## Extract to read
● ● ● ● ● ● ●
# Diving Hurghada



## akteacher (Mar 12, 2013)

My school is sending me to Hurghada for a week perhaps as a bribe to stay, as another teacher just left. Either way, I am excited to get out of this city for a while. Does anyone have any information about diving certification? Companies to go through? Etc? Thanks!


----------



## MaidenScotland (Jun 6, 2009)

isn't Hurghada on lock down.. people confined to their hotels


----------



## akteacher (Mar 12, 2013)

Info on THAT would also be appreciated.


----------



## MaidenScotland (Jun 6, 2009)

Pat will be able to tell you better as she has a lot of friends down that way


----------



## hurghadapat (Mar 26, 2010)

akteacher said:


> My school is sending me to Hurghada for a week perhaps as a bribe to stay, as another teacher just left. Either way, I am excited to get out of this city for a while. Does anyone have any information about diving certification? Companies to go through? Etc? Thanks!


Tourists being advised to stay in hotels,no curfew,had a bit of bother the other day but that was in Dahar,quite a lot of military about today but just showing themselves nothing else....apart from that life is just going on as normal.Can recommend Emperor Divers which are situated at Hilton Plaza on the Corniche,Dahar.Any more info you want about diving just ask as have a friend who is well up on all things to do with diving.Just go and enjoy but be prepared to be hassled as they are all fighting for business at the moment


----------



## hurghadapat (Mar 26, 2010)

akteacher said:


> My school is sending me to Hurghada for a week perhaps as a bribe to stay, as another teacher just left. Either way, I am excited to get out of this city for a while. Does anyone have any information about diving certification? Companies to go through? Etc? Thanks!


What sort of info do you want about diving certification ?


----------



## akteacher (Mar 12, 2013)

How long it takes? How much it generally costs? Do I have to book ahead? Will I have to do it alone if I go to hurghada alone?


----------



## hurghadapat (Mar 26, 2010)

akteacher said:


> How long it takes? How much it generally costs? Do I have to book ahead? Will I have to do it alone if I go to hurghada alone?


Here's a link to their webb site....anything you can't find on there let me know and i will try and find out for you.

Learn to dive with Emperor Scuba Schools - From PADI Bubblemaker to Open Water Course


----------



## akteacher (Mar 12, 2013)

Thank you. I really appreciate. Just read on twitter there has been a curfew instated in Hurghada as of a few minutes ago...?
● ● ● ● ● ● ●
## Records
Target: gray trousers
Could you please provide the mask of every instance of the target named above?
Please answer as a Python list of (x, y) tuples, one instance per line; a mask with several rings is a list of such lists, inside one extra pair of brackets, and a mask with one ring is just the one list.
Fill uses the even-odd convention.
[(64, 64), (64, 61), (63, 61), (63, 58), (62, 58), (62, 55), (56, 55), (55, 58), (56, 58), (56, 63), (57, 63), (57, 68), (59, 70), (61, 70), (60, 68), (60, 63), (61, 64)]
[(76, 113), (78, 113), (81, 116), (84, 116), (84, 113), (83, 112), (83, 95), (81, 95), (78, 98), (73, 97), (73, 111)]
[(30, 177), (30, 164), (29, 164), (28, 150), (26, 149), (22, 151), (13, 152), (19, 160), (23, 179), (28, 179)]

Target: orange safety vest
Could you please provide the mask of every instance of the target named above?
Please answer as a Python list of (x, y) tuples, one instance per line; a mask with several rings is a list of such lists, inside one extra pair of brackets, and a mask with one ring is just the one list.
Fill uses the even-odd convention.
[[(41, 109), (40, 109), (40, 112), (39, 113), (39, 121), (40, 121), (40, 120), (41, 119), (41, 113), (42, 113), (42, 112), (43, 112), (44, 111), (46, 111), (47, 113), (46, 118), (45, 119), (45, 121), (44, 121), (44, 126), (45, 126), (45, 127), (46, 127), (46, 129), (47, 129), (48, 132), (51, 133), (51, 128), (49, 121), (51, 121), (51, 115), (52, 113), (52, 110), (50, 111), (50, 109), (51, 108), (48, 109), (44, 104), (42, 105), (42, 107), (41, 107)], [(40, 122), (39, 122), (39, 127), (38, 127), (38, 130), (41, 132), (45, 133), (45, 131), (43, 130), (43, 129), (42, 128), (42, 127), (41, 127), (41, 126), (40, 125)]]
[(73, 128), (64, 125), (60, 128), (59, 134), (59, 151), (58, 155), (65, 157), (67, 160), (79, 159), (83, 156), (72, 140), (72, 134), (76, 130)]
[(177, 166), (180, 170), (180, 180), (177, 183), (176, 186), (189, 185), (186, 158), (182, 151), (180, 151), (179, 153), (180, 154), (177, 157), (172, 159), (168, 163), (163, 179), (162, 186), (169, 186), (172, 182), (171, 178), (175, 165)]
● ● ● ● ● ● ●
## Tasks to perform
- A) Print everything in the Hurghada diving thread from "Learn to dive" down to "few minutes ago...?".
- B) In the Hurghada diving thread, which dive company does hurghadapat recommend, and where is it located?
The records were drawn from a different source.

## Complete answers
- A)
Learn to dive with Emperor Scuba Schools - From PADI Bubblemaker to Open Water Course


----------



## akteacher (Mar 12, 2013)

Thank you. I really appreciate. Just read on twitter there has been a curfew instated in Hurghada as of a few minutes ago...?

- B) Emperor Divers, at Hilton Plaza on the Corniche in Dahar.